#### TRY IT:
Write out every record below exactly, so that nothing differs from what is shown.

═══ RECORDS FOR THIS TASK ═══

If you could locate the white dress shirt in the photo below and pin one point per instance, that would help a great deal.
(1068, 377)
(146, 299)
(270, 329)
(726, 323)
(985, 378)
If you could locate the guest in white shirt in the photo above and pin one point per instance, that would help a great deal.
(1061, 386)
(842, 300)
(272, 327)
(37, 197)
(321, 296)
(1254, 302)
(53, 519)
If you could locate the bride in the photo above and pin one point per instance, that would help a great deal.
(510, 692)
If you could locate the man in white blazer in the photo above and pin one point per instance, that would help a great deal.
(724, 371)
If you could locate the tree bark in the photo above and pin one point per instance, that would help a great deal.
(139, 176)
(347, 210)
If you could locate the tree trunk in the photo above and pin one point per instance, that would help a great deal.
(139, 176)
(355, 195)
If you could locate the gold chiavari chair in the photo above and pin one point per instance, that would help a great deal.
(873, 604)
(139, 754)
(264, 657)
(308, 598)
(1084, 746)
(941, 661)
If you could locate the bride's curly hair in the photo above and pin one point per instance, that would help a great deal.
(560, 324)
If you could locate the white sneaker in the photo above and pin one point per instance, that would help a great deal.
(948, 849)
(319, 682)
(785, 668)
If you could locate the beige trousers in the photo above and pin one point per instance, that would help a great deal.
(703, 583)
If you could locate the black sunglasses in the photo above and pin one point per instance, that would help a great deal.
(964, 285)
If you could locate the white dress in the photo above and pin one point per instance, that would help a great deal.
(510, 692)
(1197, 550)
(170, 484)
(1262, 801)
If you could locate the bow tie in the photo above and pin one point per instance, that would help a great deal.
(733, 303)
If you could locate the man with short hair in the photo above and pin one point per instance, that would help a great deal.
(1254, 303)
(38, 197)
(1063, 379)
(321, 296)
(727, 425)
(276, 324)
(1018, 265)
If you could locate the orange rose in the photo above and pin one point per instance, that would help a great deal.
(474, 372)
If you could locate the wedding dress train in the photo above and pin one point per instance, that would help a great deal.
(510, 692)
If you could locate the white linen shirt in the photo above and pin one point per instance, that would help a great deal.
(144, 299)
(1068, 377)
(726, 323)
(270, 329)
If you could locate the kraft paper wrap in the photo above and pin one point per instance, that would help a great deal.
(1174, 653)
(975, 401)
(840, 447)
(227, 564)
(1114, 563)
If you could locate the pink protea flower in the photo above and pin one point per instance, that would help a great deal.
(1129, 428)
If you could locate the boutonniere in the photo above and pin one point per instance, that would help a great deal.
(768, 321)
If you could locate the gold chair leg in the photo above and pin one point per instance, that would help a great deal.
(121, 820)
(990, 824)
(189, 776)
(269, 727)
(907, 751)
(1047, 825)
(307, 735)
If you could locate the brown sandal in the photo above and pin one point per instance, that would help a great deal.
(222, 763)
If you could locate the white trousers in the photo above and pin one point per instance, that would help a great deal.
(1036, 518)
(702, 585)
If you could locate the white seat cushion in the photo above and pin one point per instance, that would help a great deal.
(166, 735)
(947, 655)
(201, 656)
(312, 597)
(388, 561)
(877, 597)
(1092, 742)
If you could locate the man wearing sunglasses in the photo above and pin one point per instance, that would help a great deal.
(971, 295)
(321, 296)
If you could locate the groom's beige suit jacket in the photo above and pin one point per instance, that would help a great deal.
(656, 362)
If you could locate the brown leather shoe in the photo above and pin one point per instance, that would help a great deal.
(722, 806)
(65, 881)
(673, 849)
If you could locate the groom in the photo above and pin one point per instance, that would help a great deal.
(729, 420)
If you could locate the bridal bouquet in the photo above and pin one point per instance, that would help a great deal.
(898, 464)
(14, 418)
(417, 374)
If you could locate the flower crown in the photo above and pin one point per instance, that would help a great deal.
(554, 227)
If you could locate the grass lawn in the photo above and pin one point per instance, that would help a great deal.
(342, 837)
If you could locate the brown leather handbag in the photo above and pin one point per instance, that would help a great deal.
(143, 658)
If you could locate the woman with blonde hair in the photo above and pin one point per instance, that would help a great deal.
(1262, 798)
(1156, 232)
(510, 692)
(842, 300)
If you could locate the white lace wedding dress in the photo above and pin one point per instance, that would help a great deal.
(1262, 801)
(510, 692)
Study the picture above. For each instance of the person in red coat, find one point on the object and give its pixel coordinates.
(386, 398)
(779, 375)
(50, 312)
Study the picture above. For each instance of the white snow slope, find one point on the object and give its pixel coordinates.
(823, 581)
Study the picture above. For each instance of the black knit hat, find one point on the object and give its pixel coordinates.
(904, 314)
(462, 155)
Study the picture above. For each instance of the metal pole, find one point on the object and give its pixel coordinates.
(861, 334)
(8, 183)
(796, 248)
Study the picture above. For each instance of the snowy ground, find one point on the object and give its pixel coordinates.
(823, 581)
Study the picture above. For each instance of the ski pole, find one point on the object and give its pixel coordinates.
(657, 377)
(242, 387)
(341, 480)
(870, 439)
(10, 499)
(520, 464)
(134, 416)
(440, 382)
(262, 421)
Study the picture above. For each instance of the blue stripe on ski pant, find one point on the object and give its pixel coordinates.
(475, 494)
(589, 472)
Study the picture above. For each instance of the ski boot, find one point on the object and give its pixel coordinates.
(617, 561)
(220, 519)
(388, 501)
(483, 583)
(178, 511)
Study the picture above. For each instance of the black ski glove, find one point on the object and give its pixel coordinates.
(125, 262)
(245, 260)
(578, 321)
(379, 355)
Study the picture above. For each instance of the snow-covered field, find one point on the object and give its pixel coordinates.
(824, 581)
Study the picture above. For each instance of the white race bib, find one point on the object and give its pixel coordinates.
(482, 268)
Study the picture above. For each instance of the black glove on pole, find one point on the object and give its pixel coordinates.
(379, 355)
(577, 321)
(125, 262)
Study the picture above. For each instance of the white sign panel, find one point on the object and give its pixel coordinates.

═══

#### RESULT OF THE EXERCISE:
If you could locate the white dress shirt in the photo below and pin one point per instance, that would help a great deal.
(1068, 377)
(146, 299)
(270, 329)
(726, 323)
(985, 378)
If you could locate the guest in white shirt in the photo above and pin one point per instance, that would help a great deal.
(1061, 386)
(842, 300)
(272, 327)
(37, 197)
(321, 296)
(1254, 302)
(53, 519)
If you could locate the bride in the photo above and pin one point per instance, that would help a great deal.
(510, 692)
If you could locate the man in white blazer in the photo above and pin one point per instance, that would help a great deal.
(724, 371)
If you could locate the tree bark in the photo above and pin one point per instance, that would help a great deal.
(139, 176)
(347, 210)
If you could locate the tree trunk in the photo above and pin one point per instance, that would help a great deal.
(139, 176)
(355, 195)
If you could locate the gold chiavari chair in the photo above and pin one point per instance, that would help a great deal.
(873, 604)
(139, 754)
(264, 657)
(308, 598)
(1084, 746)
(941, 661)
If you could locate the bride's curly hair in the photo above and pin one point per instance, that would help a great deal.
(560, 324)
If you could locate the white sneaker in the photo above and pin one point per instance, that would help a great deal.
(948, 849)
(319, 682)
(785, 668)
If you could locate the beige trousers in the photo above and pin one point per instance, that would help a great deal.
(703, 583)
If you could locate the black sunglasses in the photo above and pin one point per instance, that would help a great deal.
(964, 285)
If you could locate the white dress in the photo above and pin one point per instance, that would help a great deal.
(510, 692)
(1197, 550)
(170, 484)
(1262, 801)
If you could locate the bow tie in the photo above and pin one point per instance, that would help a great deal.
(733, 303)
If you could locate the man with short hair in the photo above and pin one point per instance, that would help a great deal.
(1254, 303)
(38, 197)
(1063, 379)
(321, 296)
(727, 425)
(276, 324)
(1018, 265)
If you could locate the orange rose in the photo above and pin one point per instance, that would help a great deal.
(474, 372)
If you could locate the wedding dress train in the photo above and pin one point per instance, that would help a great deal.
(510, 692)
If you could locate the white linen shirt in the photo above and pin one point per instance, that would help a great deal.
(144, 299)
(1068, 377)
(726, 323)
(270, 329)
If you could locate the kraft paper wrap in the photo above and pin one point per instance, that would help a great deal.
(1174, 653)
(975, 401)
(840, 447)
(227, 564)
(1114, 563)
If you could locate the pink protea flower in the photo above and pin one point per instance, that would help a great deal.
(1129, 428)
If you could locate the boutonniere in the photo above and pin one point per instance, that would help a great deal.
(768, 321)
If you could locate the gold chair leg in the photo above and pin one point per instance, that would help a great deal.
(121, 820)
(990, 824)
(189, 776)
(269, 727)
(907, 751)
(1047, 825)
(307, 735)
If you could locate the brown sandal in the photo above and pin one point per instance, that would help a great deal.
(222, 763)
If you could locate the white trousers in the photo above and pin one point per instance, that would help a great deal.
(1036, 518)
(702, 585)
If you could locate the white seat cushion in the photo above and pin one point per instance, that would help a great deal.
(166, 735)
(947, 655)
(201, 656)
(312, 597)
(388, 561)
(877, 597)
(1092, 742)
If you could locate the man wearing sunglasses in the photo above and pin one point per instance, that would help a great deal.
(971, 295)
(321, 296)
If you could locate the groom's beige suit jacket in the photo above and pin one point per instance, that would help a great deal.
(656, 362)
If you could locate the brown leather shoe in the photo above and pin one point per instance, that would help a great deal.
(722, 806)
(65, 881)
(673, 849)
If you could locate the groom in the photo above and pin one point per instance, that would help a great deal.
(729, 420)
If you could locate the bridal bouquet in the photo above and pin one point per instance, that would help a great deal.
(898, 464)
(14, 418)
(417, 374)
If you could locate the flower crown in the photo above and pin one point per instance, that would help a great deal.
(554, 227)
If you could locate the grass lawn in the photo above and pin one point per instance, that would help a great deal.
(342, 837)
If you could locate the brown leather handbag in the photo above and pin one point per instance, that would help a great deal.
(143, 658)
If you could locate the woman with blonde hair in the photo above and pin one point per instance, that would help a great deal.
(1262, 798)
(1156, 232)
(510, 692)
(842, 300)
If you could locate the white lace wedding dress in the photo above and pin one point per instance, that would help a great deal.
(1262, 801)
(510, 692)
Study the picture above. For each instance of the person in red coat, find one point on the object and give its pixel coordinates.
(386, 398)
(779, 375)
(50, 312)
Study the picture above. For each instance of the white snow slope, find one point on the object and give its pixel coordinates.
(823, 581)
Study the picture above. For each instance of the black knit hat, find one point on the object and give its pixel coordinates.
(904, 314)
(462, 155)
Study the picture above. For each instance of the metal pole, find one point on the object and give its pixel coordinates.
(861, 334)
(8, 183)
(796, 248)
Study the picture above. For each instance of the snowy ground, find one point on the object and give its pixel coordinates.
(823, 581)
Study the picture above. For each instance of the ski pole, find one point on the object and give its pixel coordinates.
(657, 377)
(242, 387)
(341, 480)
(870, 439)
(10, 499)
(520, 464)
(134, 416)
(440, 382)
(262, 421)
Study the picture above. For each instance of the blue stripe on ski pant, find one point on the object and give its pixel coordinates.
(475, 494)
(589, 472)
Study the picture above. For each instance of the ski boot, find one point on the object and give its pixel coordinates.
(617, 561)
(220, 519)
(388, 501)
(483, 583)
(178, 511)
Study the picture above. For each instance of the black ski glove, find one point on the object and give its pixel coordinates.
(125, 262)
(245, 260)
(578, 321)
(379, 355)
Study the picture above. For each instance of the snow-covered field, find one point on the object and give its pixel coordinates.
(824, 581)
Study the picture above. For each instance of the white race bib, find one point on the object and give its pixel coordinates.
(482, 268)
Study the picture above. For each instance of the black glove on pole, find one point on the object and give its pixel coordinates.
(379, 355)
(577, 321)
(125, 262)
Study the picture above. For each instance of the white sign panel, find one point on the object and give its pixel coordinates.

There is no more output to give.